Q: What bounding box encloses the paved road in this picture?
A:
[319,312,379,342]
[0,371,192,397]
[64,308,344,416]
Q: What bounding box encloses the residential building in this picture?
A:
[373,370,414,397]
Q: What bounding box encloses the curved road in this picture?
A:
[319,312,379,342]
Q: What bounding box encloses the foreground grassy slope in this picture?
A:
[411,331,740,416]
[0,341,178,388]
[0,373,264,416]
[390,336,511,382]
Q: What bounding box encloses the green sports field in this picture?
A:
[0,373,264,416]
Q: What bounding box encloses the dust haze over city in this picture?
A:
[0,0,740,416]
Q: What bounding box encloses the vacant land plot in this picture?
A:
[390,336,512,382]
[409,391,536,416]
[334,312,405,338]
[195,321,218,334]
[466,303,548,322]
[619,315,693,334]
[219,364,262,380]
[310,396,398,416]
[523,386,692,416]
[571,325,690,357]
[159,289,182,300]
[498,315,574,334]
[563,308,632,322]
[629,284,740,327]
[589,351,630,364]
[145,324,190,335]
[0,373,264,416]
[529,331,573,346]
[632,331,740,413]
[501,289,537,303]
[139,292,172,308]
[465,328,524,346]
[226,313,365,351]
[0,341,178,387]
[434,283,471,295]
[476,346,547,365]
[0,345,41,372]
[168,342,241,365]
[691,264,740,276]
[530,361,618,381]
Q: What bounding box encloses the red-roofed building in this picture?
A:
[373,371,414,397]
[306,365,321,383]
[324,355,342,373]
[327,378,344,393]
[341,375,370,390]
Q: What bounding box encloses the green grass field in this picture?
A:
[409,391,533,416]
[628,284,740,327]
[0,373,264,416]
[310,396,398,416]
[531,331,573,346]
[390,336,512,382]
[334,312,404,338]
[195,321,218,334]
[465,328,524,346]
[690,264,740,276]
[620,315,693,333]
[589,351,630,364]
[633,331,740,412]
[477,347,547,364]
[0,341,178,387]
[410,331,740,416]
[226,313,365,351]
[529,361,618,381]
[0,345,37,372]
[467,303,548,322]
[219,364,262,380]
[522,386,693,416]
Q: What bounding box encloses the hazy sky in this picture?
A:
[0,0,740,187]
+++
Pull out every line above that contains the word "green", copying each one in full.

[Expected output]
Q: What bounding box encloses the green sports field in this picture?
Q: What bounding box encloses the green grass field in this picture?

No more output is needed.